- **Problem to work on**: Give back the lines of the records exactly, starting at the first and ending at the one with "Sample point: (350,191)".

━━━━━ Records to use ━━━━━

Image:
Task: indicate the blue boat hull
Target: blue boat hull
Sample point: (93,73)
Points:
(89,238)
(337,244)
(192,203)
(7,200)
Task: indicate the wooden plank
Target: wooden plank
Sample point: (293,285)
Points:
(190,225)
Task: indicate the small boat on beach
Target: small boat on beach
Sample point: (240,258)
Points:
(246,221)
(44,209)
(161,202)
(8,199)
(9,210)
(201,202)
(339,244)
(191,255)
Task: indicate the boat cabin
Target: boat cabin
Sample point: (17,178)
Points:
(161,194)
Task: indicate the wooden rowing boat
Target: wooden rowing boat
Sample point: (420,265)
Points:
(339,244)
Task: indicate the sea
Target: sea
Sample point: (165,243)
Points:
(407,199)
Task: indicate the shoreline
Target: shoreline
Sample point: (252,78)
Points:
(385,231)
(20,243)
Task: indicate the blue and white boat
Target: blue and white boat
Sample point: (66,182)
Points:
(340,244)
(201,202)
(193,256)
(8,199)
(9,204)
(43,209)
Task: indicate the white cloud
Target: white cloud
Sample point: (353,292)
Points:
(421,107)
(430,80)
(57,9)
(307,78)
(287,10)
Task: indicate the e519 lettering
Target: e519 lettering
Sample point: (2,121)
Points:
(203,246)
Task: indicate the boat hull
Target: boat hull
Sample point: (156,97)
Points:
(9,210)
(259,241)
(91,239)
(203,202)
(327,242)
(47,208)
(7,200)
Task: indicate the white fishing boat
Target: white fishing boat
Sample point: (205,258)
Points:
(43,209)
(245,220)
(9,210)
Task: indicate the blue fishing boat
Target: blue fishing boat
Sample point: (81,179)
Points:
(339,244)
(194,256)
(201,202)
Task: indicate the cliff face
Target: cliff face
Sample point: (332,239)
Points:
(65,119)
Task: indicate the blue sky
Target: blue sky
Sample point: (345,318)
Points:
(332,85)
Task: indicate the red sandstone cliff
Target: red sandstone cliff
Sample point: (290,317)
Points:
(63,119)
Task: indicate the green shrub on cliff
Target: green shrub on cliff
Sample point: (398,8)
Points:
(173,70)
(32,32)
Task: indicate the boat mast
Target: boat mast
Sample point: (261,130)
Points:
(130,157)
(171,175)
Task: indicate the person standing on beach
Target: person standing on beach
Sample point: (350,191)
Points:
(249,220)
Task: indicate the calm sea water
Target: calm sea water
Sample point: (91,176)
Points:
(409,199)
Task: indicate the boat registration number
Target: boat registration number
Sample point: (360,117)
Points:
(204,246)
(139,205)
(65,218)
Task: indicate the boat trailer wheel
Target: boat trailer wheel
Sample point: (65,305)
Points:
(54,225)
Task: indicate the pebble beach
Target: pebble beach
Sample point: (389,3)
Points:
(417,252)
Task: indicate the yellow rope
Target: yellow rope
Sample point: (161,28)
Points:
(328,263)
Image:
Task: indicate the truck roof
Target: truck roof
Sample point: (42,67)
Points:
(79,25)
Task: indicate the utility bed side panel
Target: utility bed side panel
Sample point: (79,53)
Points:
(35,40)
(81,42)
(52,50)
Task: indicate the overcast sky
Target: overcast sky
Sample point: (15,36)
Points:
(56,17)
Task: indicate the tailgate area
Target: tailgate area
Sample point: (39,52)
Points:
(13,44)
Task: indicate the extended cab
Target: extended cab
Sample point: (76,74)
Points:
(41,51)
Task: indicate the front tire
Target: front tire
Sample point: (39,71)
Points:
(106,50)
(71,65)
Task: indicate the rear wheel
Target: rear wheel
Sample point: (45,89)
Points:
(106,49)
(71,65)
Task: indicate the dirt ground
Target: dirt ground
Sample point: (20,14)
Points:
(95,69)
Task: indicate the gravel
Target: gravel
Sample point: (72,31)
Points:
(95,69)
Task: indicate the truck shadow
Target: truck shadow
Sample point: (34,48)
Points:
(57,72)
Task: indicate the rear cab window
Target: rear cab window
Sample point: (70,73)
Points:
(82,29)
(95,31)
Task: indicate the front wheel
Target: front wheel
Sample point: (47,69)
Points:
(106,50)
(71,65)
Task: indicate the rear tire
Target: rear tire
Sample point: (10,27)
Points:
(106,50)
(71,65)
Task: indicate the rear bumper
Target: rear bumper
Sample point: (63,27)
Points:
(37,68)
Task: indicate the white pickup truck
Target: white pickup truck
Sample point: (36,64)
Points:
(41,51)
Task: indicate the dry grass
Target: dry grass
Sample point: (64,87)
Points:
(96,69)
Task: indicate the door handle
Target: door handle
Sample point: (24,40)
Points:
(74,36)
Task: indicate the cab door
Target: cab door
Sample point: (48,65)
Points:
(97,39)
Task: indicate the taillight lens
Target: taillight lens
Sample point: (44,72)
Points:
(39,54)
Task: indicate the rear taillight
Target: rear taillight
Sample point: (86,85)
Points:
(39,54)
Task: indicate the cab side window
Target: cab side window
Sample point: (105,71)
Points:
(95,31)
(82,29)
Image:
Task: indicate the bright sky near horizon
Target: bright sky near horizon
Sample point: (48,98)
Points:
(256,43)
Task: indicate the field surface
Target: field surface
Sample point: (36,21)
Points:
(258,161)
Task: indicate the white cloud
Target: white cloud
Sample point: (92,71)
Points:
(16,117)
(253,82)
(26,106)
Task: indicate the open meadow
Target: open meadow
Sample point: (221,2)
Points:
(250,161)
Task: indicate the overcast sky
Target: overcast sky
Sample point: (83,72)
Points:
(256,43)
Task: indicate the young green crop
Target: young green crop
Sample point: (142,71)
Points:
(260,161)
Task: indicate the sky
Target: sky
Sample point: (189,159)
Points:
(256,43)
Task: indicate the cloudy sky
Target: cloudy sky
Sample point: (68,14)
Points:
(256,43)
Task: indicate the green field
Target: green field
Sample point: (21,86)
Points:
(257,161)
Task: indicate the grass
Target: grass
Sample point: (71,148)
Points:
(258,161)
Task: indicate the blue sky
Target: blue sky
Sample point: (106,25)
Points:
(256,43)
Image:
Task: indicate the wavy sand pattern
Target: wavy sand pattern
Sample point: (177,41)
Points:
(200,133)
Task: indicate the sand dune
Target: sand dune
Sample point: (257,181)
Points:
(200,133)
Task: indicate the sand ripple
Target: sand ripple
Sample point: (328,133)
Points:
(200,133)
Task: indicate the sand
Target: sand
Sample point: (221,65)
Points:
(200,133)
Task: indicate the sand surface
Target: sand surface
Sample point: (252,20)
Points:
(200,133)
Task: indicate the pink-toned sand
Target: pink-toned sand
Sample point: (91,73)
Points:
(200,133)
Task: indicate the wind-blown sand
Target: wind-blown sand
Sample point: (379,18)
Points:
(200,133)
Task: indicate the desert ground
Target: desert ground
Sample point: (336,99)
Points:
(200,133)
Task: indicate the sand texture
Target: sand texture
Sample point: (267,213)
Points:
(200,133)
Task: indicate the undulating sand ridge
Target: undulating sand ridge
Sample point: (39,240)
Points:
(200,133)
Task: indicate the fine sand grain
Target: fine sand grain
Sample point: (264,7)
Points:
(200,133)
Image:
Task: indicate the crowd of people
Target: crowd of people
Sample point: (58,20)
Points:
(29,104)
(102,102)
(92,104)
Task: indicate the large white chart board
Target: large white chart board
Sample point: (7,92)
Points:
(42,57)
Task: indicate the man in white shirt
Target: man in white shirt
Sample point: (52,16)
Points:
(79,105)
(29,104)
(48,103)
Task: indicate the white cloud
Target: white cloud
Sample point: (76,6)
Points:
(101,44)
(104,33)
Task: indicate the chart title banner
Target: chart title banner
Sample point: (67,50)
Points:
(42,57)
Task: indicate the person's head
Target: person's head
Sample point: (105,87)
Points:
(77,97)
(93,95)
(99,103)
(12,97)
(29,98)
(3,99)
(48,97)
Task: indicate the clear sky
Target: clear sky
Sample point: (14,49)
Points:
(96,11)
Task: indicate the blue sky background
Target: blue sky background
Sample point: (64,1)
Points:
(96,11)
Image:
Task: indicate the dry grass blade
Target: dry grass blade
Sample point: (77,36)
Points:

━━━━━

- **Written answer**:
Image:
Task: indicate the blue boat hull
Target: blue boat hull
Sample point: (93,73)
Points:
(89,238)
(337,244)
(192,203)
(7,200)
Task: indicate the wooden plank
Target: wooden plank
Sample point: (293,285)
Points:
(190,225)
Task: indicate the small boat on beach
Target: small boat on beach
Sample point: (240,258)
Points:
(246,221)
(44,209)
(161,202)
(8,199)
(9,210)
(201,202)
(339,244)
(191,255)
Task: indicate the boat cabin
Target: boat cabin
Sample point: (17,178)
Points:
(161,194)
Task: indicate the wooden rowing boat
Target: wooden rowing boat
Sample point: (420,265)
Points:
(339,244)
Task: indicate the sea
Target: sea
Sample point: (165,243)
Points:
(407,199)
Task: indicate the shoreline
Target: shoreline
Sample point: (252,78)
Points:
(385,231)
(20,243)
Task: indicate the blue and white boat
Target: blue and white boat
Sample point: (66,182)
Points:
(340,244)
(201,202)
(193,256)
(8,199)
(9,204)
(43,209)
Task: indicate the white cloud
Target: white cloud
Sample point: (353,292)
Points:
(421,107)
(430,80)
(57,9)
(307,78)
(287,10)
Task: indicate the e519 lettering
Target: e519 lettering
Sample point: (2,121)
Points:
(203,246)
Task: indicate the boat hull
Target: boat hull
Sample point: (156,97)
Points:
(9,210)
(259,241)
(91,239)
(203,202)
(327,242)
(47,208)
(7,200)
Task: indicate the white fishing boat
Target: white fishing boat
Sample point: (205,258)
Points:
(43,209)
(245,220)
(9,210)
Task: indicate the blue fishing boat
Target: blue fishing boat
Sample point: (81,179)
Points:
(339,244)
(194,256)
(201,202)
Task: indicate the cliff face
Target: cliff face
Sample point: (332,239)
Points:
(65,119)
Task: indicate the blue sky
Target: blue sky
Sample point: (345,318)
Points:
(332,85)
Task: indicate the red sandstone cliff
Target: red sandstone cliff
Sample point: (290,317)
Points:
(63,119)
Task: indicate the green shrub on cliff
Target: green shrub on cliff
Sample point: (398,8)
Points:
(173,70)
(32,32)
Task: indicate the boat mast
Target: boat mast
Sample point: (261,130)
Points:
(130,157)
(171,175)
Task: indicate the person standing on beach
Target: person standing on beach
Sample point: (350,191)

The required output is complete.